WHAT YOU NEED TO DO
What are the lines, written out exactly, from the one containing "Identify the insect" to the end of the entries below? Include both ends and nothing more.

DATA FOR THIS TASK
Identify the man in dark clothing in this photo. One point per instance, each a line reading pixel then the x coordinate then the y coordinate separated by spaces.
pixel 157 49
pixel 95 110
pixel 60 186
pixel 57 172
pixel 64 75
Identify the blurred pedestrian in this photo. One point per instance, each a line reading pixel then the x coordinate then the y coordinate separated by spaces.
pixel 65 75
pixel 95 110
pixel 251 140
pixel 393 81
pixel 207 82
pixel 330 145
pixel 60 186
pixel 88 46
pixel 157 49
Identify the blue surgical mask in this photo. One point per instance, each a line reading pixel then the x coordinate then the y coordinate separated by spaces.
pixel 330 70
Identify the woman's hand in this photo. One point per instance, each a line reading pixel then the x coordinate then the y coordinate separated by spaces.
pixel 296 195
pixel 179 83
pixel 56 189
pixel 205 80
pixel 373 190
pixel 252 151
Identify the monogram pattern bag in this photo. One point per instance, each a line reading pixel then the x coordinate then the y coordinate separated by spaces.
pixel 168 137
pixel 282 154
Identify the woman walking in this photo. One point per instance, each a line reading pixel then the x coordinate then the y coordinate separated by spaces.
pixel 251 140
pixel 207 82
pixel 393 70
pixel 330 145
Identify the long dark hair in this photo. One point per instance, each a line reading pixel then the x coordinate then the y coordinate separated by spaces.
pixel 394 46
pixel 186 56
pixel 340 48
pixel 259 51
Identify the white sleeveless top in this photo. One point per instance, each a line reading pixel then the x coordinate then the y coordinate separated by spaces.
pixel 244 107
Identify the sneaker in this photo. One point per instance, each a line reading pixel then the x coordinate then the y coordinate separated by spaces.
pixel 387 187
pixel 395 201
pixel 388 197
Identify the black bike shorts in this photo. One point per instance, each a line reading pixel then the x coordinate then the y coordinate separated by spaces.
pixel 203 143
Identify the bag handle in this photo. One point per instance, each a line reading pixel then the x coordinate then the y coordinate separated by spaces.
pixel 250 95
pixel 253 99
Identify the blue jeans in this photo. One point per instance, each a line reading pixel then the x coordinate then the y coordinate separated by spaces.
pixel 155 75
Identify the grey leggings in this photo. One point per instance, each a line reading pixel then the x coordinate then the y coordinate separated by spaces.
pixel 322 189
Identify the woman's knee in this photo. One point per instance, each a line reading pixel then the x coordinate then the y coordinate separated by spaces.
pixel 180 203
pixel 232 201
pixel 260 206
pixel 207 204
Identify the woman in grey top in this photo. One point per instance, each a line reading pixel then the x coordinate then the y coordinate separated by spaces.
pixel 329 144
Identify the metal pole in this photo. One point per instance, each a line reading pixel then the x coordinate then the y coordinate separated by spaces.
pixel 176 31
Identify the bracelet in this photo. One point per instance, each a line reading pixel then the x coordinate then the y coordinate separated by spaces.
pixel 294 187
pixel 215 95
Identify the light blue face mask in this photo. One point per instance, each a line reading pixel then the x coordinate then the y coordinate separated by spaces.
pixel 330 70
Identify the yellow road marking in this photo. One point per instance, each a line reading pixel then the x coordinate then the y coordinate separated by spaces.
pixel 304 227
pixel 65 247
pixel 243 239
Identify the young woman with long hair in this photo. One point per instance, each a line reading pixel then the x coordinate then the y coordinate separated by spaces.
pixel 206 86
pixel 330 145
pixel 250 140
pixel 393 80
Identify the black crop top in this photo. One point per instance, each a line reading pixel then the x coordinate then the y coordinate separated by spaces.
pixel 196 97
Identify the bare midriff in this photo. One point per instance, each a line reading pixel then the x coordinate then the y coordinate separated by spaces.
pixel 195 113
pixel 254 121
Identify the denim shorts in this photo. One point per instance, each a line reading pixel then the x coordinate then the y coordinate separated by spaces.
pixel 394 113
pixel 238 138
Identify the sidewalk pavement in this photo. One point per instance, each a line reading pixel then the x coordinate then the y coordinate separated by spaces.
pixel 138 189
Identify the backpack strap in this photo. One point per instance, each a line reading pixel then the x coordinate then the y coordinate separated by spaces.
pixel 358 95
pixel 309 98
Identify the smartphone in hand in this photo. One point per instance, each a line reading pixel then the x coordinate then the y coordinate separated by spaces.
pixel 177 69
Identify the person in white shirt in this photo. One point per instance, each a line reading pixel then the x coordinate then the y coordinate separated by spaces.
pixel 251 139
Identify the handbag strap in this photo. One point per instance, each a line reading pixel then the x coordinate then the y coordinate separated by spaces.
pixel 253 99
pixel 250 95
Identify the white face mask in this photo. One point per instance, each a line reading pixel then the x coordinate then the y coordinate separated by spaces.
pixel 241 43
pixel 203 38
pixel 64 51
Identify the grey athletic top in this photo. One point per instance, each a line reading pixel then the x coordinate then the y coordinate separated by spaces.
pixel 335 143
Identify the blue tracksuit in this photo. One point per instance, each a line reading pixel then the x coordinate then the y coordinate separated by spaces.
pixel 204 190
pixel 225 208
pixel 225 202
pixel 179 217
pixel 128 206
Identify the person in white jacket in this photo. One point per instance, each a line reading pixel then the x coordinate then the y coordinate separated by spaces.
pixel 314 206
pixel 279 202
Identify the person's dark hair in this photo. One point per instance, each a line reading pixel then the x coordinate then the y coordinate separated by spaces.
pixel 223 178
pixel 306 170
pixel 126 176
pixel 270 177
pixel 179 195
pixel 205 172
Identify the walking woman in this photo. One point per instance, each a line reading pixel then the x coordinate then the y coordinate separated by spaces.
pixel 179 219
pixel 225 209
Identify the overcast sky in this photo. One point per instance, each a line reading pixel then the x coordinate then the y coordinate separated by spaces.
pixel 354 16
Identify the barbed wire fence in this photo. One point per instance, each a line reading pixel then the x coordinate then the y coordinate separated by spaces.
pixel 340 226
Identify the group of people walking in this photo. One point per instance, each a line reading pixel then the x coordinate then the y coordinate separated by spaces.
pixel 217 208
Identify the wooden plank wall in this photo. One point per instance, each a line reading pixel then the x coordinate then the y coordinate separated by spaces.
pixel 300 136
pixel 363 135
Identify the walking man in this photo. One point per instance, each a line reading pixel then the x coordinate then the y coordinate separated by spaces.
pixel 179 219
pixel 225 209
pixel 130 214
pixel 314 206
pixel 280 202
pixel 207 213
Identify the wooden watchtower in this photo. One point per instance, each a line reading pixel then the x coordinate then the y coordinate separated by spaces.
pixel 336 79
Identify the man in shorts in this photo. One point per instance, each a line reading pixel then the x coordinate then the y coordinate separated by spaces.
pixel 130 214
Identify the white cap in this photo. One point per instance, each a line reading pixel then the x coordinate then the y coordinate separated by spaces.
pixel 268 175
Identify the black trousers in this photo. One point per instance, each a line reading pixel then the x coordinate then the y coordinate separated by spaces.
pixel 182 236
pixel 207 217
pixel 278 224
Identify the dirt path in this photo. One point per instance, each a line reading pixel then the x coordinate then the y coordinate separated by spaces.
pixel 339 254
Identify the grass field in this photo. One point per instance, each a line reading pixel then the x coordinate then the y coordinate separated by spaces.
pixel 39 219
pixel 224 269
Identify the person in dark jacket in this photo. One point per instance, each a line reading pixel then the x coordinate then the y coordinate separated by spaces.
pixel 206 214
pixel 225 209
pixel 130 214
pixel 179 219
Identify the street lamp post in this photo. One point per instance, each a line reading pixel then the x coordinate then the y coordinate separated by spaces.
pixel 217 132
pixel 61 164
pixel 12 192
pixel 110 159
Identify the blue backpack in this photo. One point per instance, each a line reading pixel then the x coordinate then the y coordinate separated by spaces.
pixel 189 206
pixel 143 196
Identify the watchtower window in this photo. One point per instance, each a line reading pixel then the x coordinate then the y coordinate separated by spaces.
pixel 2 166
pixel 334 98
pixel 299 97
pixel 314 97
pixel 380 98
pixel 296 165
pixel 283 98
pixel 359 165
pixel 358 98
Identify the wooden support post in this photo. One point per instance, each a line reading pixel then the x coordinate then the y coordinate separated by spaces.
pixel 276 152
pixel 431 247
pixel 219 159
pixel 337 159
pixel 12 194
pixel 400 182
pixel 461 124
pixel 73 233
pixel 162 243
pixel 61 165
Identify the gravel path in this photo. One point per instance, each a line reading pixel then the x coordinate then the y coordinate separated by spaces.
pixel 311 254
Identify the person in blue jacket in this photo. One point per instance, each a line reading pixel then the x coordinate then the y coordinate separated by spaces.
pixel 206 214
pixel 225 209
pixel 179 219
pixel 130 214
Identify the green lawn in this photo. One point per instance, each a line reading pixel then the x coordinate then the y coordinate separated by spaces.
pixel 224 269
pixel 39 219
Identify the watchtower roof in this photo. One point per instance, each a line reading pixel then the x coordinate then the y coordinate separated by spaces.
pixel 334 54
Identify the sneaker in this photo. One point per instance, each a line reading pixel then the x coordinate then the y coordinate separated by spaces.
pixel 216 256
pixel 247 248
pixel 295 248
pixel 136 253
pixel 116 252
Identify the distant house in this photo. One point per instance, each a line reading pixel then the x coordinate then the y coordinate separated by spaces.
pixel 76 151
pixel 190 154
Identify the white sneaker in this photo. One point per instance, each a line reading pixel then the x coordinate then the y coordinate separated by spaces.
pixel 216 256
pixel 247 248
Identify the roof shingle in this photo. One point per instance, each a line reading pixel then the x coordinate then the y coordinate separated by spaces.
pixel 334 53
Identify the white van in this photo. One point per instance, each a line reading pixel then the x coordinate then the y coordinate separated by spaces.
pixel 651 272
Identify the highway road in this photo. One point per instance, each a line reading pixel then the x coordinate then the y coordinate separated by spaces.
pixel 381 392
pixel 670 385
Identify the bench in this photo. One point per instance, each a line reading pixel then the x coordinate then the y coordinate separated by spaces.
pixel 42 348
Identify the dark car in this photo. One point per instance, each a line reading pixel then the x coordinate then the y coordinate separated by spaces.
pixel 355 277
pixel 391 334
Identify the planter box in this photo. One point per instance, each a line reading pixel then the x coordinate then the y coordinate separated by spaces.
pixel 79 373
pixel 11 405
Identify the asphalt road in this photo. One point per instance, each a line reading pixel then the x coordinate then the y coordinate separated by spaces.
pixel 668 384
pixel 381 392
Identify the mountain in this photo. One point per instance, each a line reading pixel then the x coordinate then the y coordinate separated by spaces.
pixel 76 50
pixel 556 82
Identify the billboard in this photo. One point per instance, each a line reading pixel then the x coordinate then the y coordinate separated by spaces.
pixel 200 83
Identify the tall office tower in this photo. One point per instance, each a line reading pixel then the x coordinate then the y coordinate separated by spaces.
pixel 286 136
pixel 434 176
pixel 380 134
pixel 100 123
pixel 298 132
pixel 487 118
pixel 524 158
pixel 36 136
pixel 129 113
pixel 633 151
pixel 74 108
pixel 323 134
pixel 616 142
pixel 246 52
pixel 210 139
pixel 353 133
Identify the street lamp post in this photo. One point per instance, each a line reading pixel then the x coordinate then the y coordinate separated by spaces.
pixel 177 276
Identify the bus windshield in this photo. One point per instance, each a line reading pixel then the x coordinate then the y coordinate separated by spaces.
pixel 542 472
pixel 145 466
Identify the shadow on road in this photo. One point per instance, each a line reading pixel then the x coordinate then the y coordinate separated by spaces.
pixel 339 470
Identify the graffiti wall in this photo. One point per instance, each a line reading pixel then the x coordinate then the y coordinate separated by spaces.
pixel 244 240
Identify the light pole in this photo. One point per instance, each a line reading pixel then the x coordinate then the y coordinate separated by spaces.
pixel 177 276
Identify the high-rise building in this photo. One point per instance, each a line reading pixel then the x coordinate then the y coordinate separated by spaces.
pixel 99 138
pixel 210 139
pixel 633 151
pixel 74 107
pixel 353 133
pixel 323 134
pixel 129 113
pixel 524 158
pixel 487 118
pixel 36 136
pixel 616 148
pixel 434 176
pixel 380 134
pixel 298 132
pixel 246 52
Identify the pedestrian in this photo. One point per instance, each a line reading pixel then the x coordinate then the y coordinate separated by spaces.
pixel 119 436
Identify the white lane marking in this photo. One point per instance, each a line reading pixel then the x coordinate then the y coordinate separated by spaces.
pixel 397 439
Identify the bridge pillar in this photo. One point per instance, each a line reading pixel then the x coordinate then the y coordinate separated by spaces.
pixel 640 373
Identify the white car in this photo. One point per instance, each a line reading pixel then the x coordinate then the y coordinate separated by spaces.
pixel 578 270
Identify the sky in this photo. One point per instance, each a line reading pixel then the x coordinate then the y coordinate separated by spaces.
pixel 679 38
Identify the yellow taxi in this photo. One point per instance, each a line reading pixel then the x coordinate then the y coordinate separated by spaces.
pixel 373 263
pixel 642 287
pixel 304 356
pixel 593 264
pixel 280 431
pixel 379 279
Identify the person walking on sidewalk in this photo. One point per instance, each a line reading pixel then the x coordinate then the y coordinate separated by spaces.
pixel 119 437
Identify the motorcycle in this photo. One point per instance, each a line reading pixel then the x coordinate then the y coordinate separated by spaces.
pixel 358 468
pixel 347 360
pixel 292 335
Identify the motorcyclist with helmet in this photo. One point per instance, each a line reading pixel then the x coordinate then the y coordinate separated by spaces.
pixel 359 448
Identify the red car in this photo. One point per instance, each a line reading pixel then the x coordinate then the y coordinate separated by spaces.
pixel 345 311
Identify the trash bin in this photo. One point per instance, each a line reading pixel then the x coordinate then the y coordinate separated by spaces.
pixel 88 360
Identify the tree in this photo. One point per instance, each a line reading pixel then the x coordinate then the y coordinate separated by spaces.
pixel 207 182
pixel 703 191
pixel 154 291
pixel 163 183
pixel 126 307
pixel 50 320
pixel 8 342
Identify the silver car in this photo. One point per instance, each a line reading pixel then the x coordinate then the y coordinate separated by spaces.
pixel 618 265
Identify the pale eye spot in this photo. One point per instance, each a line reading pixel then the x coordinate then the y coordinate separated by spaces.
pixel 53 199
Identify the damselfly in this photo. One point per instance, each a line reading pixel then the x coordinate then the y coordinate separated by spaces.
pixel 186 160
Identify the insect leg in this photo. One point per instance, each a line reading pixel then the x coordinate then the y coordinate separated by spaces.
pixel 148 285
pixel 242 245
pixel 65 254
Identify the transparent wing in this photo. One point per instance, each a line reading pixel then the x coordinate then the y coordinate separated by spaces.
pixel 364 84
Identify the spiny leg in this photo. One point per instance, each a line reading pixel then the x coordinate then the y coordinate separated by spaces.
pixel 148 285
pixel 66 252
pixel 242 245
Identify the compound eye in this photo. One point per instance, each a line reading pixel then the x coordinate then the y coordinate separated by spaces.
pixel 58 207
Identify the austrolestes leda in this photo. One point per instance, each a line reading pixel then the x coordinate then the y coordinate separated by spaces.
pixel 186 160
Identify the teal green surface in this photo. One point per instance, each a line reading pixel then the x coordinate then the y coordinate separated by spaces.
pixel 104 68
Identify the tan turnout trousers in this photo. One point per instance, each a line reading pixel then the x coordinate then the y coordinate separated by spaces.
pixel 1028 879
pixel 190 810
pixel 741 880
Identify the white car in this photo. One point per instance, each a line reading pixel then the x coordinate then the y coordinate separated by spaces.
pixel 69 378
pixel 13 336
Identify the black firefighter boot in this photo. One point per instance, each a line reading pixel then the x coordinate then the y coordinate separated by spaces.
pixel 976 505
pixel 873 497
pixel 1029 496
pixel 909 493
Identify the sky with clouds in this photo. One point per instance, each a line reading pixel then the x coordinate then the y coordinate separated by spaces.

ANSWER TO THE EXERCISE
Identify the insect leg in this photo. One point per instance, each a line reading pixel then the x coordinate then the y coordinate separated by spaces.
pixel 148 285
pixel 242 245
pixel 65 254
Identify the transparent wing in this photo. One point per instance, each a line reading pixel then the x coordinate then the y coordinate separated by spaces.
pixel 364 84
Identify the spiny leg in this photo. One point per instance, each a line reading pixel then the x coordinate then the y coordinate separated by spaces.
pixel 148 285
pixel 66 252
pixel 242 245
Identify the compound eye in this photo. One point per instance, each a line reading pixel then the x coordinate then the y coordinate separated by spaces.
pixel 58 207
Identify the austrolestes leda in this photo. One point per instance, each a line reading pixel then the x coordinate then the y coordinate separated by spaces.
pixel 186 160
Identify the teal green surface in this photo. One point per instance, each a line reading pixel then the x coordinate then the y coordinate separated by spaces.
pixel 104 68
Identify the tan turnout trousers in this photo. One point per instance, each a line reading pixel then the x coordinate then the y coordinate separated by spaces.
pixel 1028 879
pixel 190 810
pixel 741 880
Identify the white car in this photo. One point per instance, each a line reading pixel then the x coordinate then the y coordinate separated by spaces.
pixel 69 378
pixel 13 336
Identify the black firefighter boot in this photo. One point per instance, each a line reading pixel then the x coordinate then the y coordinate separated by spaces.
pixel 976 505
pixel 873 497
pixel 1029 496
pixel 909 493
Identify the sky with clouds in this photo. One point per instance, each a line reading pixel then the x coordinate then the y coordinate separated by spaces.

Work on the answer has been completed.